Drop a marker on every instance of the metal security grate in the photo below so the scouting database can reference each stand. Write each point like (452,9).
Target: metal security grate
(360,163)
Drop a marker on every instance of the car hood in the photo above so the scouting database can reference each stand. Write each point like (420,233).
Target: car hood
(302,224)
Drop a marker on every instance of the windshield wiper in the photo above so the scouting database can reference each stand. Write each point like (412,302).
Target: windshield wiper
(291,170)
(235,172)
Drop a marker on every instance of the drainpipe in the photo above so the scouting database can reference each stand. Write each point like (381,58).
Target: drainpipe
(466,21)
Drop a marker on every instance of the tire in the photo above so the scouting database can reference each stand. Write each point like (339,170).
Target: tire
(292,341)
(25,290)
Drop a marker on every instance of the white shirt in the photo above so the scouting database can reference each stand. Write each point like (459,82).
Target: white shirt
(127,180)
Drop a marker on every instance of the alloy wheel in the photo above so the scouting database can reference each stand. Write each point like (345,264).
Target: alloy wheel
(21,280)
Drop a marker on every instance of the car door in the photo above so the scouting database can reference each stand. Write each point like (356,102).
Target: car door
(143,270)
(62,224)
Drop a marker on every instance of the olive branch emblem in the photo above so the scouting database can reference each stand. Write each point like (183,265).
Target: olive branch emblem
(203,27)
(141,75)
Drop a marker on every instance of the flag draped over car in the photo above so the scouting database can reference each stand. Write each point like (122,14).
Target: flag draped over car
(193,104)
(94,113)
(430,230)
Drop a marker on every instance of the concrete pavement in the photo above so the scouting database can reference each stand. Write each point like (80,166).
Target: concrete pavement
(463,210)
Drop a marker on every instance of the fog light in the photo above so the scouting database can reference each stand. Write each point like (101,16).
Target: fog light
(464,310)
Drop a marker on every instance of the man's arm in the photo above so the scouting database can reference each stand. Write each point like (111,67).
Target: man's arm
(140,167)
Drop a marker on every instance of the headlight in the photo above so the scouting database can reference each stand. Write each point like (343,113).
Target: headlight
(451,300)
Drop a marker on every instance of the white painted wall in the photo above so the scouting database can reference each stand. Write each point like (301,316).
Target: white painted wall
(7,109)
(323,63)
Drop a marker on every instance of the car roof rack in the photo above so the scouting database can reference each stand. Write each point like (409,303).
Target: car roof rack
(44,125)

## EXERCISE AIM
From the data above, output exactly the lines between the one containing "Drop a marker on every instance of the drainpipe" and the one containing "Drop a marker on every instance of the man's", counting both of them.

## WORKED SOLUTION
Drop a marker on every instance of the drainpipe in the photo above so the scouting database can reference each stand. Write each point like (381,58).
Target: drainpipe
(466,21)
Drop a marker on every instance of the tire in the photo above so the scouting database can reference each stand. Write each point like (339,170).
Target: tire
(292,341)
(25,290)
Drop a marker on every instance of the white shirt in the photo above so the scouting database can reference each stand. Write each point like (459,82).
Target: white shirt
(127,180)
Drop a marker on every instance of the alloy wheel in the photo above so the scouting database can reference each stand. Write each point like (345,264).
Target: alloy wheel
(21,280)
Drop a marker on every instance of the car door in the photo above so the scouting database can reference each stand. Write each point like (356,102).
Target: car door
(143,270)
(62,224)
Drop a marker on every instance of the olive branch emblem in the photo above so the scouting database can reference each stand. Write each point like (183,265).
Target: olive branch emblem
(203,27)
(141,75)
Drop a marker on every instance of the flag draped over car in the photo above so the scouting database can reference each stand. Write each point like (122,14).
Target: flag draped over car
(193,104)
(94,113)
(430,230)
Drop a marker on every instance of the concrete pavement in the photo above so the scouting database can reference each stand. Write each point like (80,166).
Target: concrete pavement
(463,210)
Drop a marker on every instance of the fog light in the photo above so the scouting database can reference each stand. Write each point like (101,16).
Target: fog light
(464,310)
Drop a marker on every instance of the man's arm in the photo above so the scouting database can reference each stand. Write each point like (111,67).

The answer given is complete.